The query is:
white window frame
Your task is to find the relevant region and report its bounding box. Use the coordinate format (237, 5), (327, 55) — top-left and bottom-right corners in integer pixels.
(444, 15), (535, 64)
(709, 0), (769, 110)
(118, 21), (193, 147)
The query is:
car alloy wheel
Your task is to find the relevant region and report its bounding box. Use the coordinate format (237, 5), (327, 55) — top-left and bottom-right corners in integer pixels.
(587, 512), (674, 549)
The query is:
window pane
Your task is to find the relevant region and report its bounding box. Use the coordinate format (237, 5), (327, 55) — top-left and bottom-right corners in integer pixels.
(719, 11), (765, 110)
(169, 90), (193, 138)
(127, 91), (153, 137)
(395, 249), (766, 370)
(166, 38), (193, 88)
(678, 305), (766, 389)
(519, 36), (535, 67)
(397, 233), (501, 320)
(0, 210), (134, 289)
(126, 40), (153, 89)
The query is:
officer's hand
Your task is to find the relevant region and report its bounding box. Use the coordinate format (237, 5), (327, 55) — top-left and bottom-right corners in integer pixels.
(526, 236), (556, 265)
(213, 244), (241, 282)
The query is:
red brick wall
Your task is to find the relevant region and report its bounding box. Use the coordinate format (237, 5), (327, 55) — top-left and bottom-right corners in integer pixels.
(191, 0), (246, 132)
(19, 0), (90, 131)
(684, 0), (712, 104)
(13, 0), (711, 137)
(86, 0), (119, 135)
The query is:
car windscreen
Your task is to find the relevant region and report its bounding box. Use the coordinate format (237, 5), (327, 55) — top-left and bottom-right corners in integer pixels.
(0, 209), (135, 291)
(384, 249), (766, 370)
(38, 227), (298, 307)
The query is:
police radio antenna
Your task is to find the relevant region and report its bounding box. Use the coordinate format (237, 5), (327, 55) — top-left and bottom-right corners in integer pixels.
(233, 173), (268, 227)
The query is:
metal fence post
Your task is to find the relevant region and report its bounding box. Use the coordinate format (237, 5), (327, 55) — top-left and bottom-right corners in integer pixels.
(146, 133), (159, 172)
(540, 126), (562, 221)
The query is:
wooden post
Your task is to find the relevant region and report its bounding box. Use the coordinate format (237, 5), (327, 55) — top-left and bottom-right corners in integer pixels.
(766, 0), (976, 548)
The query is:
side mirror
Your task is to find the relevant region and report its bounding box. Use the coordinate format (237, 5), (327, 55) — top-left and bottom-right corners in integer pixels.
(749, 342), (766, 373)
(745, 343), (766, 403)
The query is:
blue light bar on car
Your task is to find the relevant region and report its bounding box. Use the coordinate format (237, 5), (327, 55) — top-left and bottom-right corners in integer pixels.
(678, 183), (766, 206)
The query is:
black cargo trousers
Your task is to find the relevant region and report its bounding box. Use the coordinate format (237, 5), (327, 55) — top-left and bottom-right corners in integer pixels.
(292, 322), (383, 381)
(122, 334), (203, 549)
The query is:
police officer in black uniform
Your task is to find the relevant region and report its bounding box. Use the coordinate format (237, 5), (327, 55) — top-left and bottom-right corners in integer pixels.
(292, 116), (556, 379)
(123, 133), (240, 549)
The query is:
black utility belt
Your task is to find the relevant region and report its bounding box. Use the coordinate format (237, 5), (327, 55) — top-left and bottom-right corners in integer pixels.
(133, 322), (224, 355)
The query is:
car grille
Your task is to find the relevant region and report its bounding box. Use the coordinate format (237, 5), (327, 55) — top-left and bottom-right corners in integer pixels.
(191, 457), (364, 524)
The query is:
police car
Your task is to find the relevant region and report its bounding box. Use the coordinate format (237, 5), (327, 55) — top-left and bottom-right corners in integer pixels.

====================

» SET EXERCISE
Print out every entry, keeping each one exact.

» RESPONSE
The query is:
white window frame
Your task is to find the relevant region and report its bounding box. Use the coordinate format (237, 5), (327, 55) — top-left and bottom-right corners in integer pixels.
(444, 15), (535, 64)
(709, 0), (769, 110)
(118, 21), (193, 147)
The query is:
car alloy wheel
Your task is to find the relevant region and report its bounding box. Use the coordinate format (237, 5), (327, 55) — top-left and bottom-right corners in integer pixels.
(587, 512), (674, 549)
The query is:
window pane
Your task is to find the relevant region and report its bounding box. Use the coordinate format (237, 5), (327, 55) — top-left and bottom-right corners in integer pixels.
(719, 11), (765, 110)
(169, 90), (193, 138)
(127, 91), (153, 137)
(395, 249), (766, 370)
(166, 38), (193, 88)
(678, 305), (766, 389)
(519, 36), (535, 67)
(397, 233), (501, 320)
(0, 210), (134, 289)
(126, 40), (153, 89)
The query is:
officer's hand
Your task is to find the relevant region and report its bounding box. Use the coordinate format (237, 5), (327, 55) — top-left and bottom-right corners in integer pixels.
(526, 236), (556, 265)
(213, 244), (241, 282)
The query is:
red brick wall
Your task is to find the relevant region and report its bounding box. Use the coordinate format (237, 5), (327, 55) — top-left and bottom-right corners in integer pixels.
(191, 0), (246, 132)
(19, 0), (90, 131)
(684, 0), (712, 104)
(13, 0), (711, 137)
(86, 0), (119, 135)
The query is:
car windscreen
Your task is to find the relevant region and report its bounding box. Use the coordinate format (237, 5), (327, 55) — top-left and bottom-right corners in integer pixels.
(0, 209), (135, 291)
(384, 249), (766, 370)
(38, 227), (298, 307)
The query is:
police radio antenna
Your task is to find the relevant region and report its bounding box. Use the coordinate format (237, 5), (327, 55) — top-left and bottom-right corners in integer pixels.
(233, 173), (268, 227)
The query is:
metal fence post
Your task is to find the relevant region and report its bounding box. Use the coordinate format (237, 5), (327, 55) — top-left and bottom-right corners in integer pixels.
(146, 133), (159, 172)
(540, 126), (562, 221)
The query is:
wooden post
Your task is to find the relevant region and report its bounding box. Use the coordinate format (237, 5), (327, 55) — top-left and bottom-right corners in integer pixels.
(766, 0), (976, 548)
The query is:
side mirror
Your task is to find the relevant region and report its bounding box. Use the coordinate format (237, 5), (327, 55) — top-left and bottom-right corners in integer pixels.
(749, 342), (766, 373)
(745, 343), (766, 403)
The query is:
blue light bar on car
Your task is to find the relevant region and report its bounding box. Use the coordinate format (237, 5), (327, 55) — top-left and bottom-right corners in integer pixels.
(678, 183), (766, 206)
The query is:
black cargo trousers
Your task is to find the relevant region and report its bounding box. Use the coordinate format (237, 5), (327, 55) — top-left and bottom-right corners in integer pixels.
(292, 322), (383, 381)
(122, 334), (203, 549)
The query is:
police officer in black uniform
Your task is to find the relevant region and report its bounding box. Use the coordinate format (237, 5), (327, 55) — top-left and bottom-right corners in integer pixels.
(292, 116), (556, 379)
(123, 133), (240, 549)
The query is:
black utility belt
Your task is to find the relevant region and report its bounding box. Use the coordinate format (237, 5), (327, 55) — top-left and bottom-right corners in integer pixels.
(133, 322), (224, 355)
The query is:
car grille
Your task is to find the relevant region and report its bounding box. Use the coordinate format (237, 5), (327, 55) — top-left and bottom-right corners in integer pixels.
(191, 457), (364, 524)
The query is:
police car
Your task is to find the relevant region and report its bounding box. Use the coordinate format (237, 5), (327, 55) — top-left and bottom-right corners in integer pixels.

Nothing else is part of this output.